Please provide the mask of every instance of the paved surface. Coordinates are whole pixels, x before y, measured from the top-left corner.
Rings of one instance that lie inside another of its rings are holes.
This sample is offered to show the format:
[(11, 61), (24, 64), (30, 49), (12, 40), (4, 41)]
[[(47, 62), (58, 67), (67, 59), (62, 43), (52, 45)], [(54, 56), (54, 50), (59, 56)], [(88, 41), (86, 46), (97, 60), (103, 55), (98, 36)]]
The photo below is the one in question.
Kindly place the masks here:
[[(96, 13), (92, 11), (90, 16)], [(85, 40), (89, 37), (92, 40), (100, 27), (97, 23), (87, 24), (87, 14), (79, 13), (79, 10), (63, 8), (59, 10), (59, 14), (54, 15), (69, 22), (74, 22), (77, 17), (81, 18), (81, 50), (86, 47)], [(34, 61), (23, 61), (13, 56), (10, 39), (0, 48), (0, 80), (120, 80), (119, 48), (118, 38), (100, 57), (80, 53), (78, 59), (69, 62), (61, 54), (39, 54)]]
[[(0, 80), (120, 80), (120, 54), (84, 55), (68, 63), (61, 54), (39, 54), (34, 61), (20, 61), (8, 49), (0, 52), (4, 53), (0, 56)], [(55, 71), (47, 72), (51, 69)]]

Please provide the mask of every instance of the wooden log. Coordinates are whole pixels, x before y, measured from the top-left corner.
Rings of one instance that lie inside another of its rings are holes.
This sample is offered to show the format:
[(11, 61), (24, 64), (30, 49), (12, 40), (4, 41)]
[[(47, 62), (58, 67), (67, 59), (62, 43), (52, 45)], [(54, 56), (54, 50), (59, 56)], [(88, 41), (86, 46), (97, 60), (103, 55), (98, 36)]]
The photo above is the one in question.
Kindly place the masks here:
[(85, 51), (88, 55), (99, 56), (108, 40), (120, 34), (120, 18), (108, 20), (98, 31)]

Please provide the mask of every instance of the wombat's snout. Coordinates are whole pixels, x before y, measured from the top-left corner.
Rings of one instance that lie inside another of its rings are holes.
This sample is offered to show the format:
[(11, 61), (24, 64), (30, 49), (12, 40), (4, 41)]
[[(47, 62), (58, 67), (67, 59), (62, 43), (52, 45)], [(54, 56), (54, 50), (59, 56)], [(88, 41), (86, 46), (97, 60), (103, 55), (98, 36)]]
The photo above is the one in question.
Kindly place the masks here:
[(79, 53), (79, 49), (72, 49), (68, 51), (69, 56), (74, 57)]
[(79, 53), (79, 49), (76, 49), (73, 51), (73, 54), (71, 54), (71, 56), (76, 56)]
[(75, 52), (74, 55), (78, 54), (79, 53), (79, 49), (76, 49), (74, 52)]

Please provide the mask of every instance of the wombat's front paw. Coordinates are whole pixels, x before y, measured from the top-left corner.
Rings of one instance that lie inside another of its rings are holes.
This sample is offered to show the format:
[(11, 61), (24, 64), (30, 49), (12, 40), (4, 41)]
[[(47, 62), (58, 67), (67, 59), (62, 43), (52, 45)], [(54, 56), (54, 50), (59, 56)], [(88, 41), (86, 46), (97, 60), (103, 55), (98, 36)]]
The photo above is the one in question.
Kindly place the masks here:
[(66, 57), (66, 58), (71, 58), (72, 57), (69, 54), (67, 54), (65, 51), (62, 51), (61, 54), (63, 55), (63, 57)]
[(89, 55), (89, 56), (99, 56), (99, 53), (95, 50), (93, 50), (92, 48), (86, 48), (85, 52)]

==

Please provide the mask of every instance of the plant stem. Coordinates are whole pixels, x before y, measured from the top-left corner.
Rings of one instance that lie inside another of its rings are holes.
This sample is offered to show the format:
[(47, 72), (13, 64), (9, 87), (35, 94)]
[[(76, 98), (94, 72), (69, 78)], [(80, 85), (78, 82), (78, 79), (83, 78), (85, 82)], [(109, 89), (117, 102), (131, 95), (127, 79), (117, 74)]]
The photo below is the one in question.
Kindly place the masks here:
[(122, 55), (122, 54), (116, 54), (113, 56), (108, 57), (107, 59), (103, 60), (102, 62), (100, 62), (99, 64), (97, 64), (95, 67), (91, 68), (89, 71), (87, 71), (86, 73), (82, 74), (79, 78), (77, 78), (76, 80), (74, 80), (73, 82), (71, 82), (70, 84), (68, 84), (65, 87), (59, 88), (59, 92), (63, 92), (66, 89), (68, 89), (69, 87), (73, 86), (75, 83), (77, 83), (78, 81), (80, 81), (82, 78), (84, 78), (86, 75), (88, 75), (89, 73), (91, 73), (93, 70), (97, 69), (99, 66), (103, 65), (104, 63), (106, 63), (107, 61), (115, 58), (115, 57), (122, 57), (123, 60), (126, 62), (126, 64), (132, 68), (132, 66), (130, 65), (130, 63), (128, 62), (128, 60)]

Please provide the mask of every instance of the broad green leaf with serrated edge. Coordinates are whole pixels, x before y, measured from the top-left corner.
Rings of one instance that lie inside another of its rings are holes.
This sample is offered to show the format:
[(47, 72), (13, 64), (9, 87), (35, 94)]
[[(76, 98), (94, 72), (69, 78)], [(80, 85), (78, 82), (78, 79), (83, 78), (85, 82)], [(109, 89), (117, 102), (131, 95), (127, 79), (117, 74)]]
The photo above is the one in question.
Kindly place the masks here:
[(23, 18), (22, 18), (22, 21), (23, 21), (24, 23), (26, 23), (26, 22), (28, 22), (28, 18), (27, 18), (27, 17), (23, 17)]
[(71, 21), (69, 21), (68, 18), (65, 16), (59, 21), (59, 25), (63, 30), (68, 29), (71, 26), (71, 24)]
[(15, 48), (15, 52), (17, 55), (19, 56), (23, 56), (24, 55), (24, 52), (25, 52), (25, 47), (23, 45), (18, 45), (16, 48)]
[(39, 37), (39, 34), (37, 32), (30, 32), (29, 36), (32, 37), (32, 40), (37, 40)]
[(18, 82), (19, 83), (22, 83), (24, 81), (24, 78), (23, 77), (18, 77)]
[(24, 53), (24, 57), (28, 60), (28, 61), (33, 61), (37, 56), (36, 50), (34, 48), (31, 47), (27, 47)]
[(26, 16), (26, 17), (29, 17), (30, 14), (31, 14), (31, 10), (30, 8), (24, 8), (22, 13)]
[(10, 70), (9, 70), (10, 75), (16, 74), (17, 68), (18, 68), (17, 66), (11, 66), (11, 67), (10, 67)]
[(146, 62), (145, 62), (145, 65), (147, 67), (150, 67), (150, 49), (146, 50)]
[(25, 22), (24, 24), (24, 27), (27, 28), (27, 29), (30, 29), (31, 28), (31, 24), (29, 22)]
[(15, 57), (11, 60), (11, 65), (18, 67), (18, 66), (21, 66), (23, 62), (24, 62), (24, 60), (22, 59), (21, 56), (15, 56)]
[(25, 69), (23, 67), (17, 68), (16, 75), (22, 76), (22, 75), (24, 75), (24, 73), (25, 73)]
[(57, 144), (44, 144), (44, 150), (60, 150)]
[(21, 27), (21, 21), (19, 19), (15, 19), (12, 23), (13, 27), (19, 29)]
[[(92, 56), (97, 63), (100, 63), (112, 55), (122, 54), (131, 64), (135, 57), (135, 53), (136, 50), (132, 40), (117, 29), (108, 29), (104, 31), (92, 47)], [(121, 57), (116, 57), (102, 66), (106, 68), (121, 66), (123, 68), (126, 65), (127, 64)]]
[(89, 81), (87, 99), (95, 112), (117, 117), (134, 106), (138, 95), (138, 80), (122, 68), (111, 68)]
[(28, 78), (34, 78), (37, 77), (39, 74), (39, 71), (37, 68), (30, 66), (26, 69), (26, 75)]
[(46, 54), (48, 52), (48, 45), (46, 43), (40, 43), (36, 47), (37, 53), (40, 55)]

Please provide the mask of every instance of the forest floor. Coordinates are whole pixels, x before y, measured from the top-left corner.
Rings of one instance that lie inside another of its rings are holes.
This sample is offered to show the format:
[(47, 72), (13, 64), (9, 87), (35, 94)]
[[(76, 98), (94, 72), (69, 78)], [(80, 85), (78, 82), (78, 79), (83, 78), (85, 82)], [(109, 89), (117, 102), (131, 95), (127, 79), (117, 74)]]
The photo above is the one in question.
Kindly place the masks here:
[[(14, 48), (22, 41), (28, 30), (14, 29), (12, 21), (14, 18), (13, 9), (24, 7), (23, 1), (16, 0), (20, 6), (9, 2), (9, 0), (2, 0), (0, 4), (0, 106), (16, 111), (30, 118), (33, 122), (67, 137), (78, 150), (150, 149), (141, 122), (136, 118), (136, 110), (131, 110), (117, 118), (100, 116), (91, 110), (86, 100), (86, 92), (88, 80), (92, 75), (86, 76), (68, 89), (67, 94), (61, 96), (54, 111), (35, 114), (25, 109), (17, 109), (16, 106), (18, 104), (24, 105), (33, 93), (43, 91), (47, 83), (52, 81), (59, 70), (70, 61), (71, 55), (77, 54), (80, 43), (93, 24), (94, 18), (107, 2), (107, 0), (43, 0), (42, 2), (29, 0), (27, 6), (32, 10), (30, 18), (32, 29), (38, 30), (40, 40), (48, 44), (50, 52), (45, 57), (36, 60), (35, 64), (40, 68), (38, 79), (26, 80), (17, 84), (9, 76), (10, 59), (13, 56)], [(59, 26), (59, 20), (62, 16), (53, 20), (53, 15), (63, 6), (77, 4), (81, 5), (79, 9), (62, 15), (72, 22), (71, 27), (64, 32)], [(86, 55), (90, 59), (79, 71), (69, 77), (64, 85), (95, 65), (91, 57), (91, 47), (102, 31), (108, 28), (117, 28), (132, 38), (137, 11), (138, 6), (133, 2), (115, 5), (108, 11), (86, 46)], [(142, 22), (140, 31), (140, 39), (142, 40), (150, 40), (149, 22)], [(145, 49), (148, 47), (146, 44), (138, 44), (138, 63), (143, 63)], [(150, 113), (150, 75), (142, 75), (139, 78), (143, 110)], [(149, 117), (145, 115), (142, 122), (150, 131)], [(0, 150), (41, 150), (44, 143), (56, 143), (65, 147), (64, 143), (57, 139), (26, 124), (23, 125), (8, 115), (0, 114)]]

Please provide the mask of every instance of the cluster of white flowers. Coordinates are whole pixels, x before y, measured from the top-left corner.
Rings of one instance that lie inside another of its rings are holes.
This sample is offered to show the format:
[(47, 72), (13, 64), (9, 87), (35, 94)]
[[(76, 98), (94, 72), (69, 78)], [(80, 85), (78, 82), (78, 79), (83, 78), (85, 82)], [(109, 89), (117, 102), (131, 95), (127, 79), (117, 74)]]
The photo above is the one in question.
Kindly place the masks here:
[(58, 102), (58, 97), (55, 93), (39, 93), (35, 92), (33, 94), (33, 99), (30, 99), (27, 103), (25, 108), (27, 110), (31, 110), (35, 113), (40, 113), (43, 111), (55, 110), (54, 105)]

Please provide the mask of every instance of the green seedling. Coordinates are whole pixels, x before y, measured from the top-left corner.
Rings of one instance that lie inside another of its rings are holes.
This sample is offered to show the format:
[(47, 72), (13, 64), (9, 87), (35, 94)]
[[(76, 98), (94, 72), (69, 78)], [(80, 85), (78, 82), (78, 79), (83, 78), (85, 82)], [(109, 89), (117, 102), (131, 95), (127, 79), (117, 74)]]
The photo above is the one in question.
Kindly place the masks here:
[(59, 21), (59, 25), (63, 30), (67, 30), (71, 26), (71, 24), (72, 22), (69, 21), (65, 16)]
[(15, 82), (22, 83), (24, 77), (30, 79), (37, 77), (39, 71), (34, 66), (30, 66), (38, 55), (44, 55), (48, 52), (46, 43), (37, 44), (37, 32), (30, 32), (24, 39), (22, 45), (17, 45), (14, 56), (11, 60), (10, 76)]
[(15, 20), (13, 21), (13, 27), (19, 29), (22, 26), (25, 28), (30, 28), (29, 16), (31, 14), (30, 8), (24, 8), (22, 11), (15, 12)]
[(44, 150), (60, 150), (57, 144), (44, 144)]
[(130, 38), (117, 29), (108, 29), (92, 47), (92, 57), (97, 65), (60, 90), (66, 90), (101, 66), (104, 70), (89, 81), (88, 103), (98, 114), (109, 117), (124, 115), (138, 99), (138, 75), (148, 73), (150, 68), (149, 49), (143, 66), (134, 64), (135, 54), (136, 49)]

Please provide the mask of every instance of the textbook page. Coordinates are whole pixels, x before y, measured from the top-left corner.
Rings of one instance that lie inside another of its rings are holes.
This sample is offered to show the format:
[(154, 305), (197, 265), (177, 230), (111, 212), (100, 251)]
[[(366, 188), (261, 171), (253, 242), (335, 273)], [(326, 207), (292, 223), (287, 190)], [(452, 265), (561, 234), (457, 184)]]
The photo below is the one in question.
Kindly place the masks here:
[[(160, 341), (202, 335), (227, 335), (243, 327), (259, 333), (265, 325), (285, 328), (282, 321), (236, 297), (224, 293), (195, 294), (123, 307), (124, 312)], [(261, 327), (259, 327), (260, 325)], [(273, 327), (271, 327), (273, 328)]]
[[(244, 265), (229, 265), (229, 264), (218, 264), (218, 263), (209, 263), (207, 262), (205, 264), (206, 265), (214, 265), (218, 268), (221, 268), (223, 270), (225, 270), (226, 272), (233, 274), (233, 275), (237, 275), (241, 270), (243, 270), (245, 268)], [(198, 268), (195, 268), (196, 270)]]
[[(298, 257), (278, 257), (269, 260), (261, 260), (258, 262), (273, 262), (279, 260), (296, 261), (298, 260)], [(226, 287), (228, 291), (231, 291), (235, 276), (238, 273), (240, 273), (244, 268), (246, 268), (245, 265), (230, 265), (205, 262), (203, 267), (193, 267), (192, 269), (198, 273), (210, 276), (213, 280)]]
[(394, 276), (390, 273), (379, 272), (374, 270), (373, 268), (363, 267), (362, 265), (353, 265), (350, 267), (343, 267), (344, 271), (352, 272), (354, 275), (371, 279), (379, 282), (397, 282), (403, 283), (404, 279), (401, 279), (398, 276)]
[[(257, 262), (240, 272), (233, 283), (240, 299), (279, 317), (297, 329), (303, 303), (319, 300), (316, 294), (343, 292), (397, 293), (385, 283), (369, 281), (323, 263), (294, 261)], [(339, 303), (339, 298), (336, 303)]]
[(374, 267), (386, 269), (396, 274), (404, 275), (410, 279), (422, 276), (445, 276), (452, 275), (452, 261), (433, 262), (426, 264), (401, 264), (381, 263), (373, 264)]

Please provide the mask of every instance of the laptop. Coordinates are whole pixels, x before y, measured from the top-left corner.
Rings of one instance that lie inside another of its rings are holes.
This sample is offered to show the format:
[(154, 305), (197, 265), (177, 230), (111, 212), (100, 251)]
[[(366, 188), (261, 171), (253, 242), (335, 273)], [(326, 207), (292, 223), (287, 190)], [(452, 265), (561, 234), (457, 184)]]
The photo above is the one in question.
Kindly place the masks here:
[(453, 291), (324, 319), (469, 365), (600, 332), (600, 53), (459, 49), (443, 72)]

▶ DIRECTIONS:
Every line in the records that holds the word "pixels" should be copied into the answer.

▶ ANSWER BELOW:
Please provide the mask of every instance of the paved surface. Coordinates are whole pixels, x before y, measured from the top-left corner.
Please provide the mask of every instance of the wooden log. Coordinates are whole pixels, x before y, measured from the top-left corner.
Please provide the mask of every instance of the wombat's snout. Coordinates are whole pixels, x before y, measured from the top-left corner.
Please provide the mask of every instance of the wombat's front paw. Coordinates are whole pixels, x before y, measured from the top-left corner.
Please provide the mask of every instance of the plant stem. Coordinates are whole pixels, x before y, measured from the top-left corner.
Please provide the mask of every instance of the broad green leaf with serrated edge. Coordinates are whole pixels, x before y, measured from the top-left corner.
Please provide the mask of every instance of the forest floor. Coordinates are whole pixels, x before y, measured from the top-left corner.
Please provide the mask of every instance of the cluster of white flowers. Coordinates are whole pixels, x before y, measured from the top-left corner.
Please provide the mask of every instance of the green seedling. Coordinates are whole pixels, x before y, measured from the top-left corner.
Please provide the mask of every instance of the textbook page. Coordinates are whole pixels, x before y, measured from the top-left corner.
Please provide the mask of every instance of the laptop. Coordinates are whole pixels, x before y, measured from the top-left corner.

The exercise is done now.